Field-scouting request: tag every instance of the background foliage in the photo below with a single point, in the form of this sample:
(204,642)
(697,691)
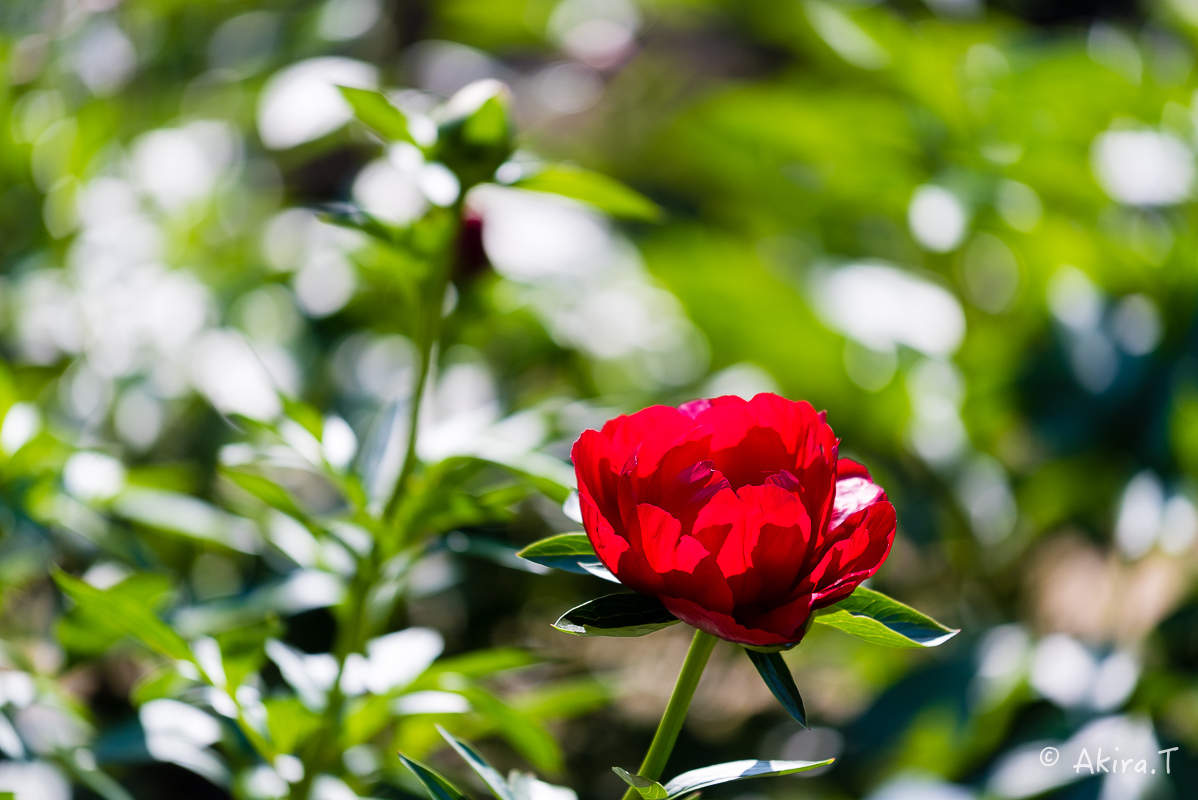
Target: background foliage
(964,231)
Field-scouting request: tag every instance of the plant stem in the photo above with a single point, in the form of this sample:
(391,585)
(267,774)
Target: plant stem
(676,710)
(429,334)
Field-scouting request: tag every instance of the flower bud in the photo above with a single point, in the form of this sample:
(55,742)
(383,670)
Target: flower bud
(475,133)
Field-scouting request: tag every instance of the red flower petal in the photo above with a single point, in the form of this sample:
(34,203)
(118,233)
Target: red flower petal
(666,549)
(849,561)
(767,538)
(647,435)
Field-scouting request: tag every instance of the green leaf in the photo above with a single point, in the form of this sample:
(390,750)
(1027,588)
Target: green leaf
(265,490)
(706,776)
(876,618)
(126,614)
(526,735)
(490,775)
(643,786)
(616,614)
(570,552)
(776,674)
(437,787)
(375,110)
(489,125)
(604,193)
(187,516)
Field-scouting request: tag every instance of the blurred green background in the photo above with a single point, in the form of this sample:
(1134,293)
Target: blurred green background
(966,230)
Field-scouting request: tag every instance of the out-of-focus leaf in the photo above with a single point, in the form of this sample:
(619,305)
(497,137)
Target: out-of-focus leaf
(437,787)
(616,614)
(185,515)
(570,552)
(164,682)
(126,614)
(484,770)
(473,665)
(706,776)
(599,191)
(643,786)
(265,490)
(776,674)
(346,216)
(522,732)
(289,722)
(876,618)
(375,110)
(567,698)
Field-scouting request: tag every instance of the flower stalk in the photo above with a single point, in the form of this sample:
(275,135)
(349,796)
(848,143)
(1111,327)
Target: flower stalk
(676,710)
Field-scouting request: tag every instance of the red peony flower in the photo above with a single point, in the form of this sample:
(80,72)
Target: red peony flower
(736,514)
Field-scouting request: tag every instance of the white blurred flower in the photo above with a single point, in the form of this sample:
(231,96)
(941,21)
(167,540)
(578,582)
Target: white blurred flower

▶ Task objective: Can you reproduce all of the material above word for word, leaving out the picture?

▶ Output below:
Field-scouting request: tag every instance of the background foliage in the photo below with a single point, in the form of this sample:
(204,642)
(697,691)
Target: background foliage
(964,231)
Field-scouting request: tag every instance of the plant stem in the photo above with a single point, in the form of this sample:
(391,585)
(267,774)
Target: plant stem
(676,710)
(429,334)
Field-scouting request: tag every instance of the flower bud in the photo above with a single point, in the form of this sample:
(55,742)
(383,670)
Target: flower bud
(475,133)
Field-scouting request: tag every instance of the red flower petal in the photo above with a single point, in the form of this sample:
(34,203)
(118,233)
Target: red flower petal
(666,549)
(849,561)
(767,538)
(647,435)
Field-scouting request: tag every instance of the green leaf in the photo above with a single point, in the form of this sample:
(390,750)
(1027,588)
Target: green leaf
(265,490)
(706,776)
(876,618)
(126,614)
(526,735)
(490,775)
(643,786)
(616,614)
(570,552)
(776,674)
(437,787)
(375,110)
(489,125)
(604,193)
(187,516)
Field-scouting request: tag every instance of the blurred green background in the photo above with a single point, in the form of this sample:
(1134,293)
Target: blurred green background
(966,230)
Field-scouting request: tag every instance of the out-of-focus leaf in the photo above with a single point, in the form of this sample:
(619,305)
(497,137)
Target: out-of-focus leaf
(437,787)
(616,614)
(185,515)
(570,552)
(164,682)
(126,614)
(484,770)
(473,665)
(706,776)
(599,191)
(643,786)
(265,490)
(776,674)
(346,216)
(522,732)
(289,722)
(876,618)
(375,110)
(567,698)
Field-scouting request: tag every instance of the flower stalk in the photo above with a single point, in the form of this sample:
(275,135)
(349,796)
(848,143)
(1111,327)
Target: flower stalk
(676,710)
Field-scouting request: tag every instance of the red peony flower in the photo above with a single point, in the form of this sample:
(80,72)
Target: red peony flower
(736,514)
Field-scouting request: tag every instance of the white blurred flower in the photo above with a single point, in the form of this sample:
(231,96)
(941,21)
(167,540)
(578,582)
Target: white blurred flower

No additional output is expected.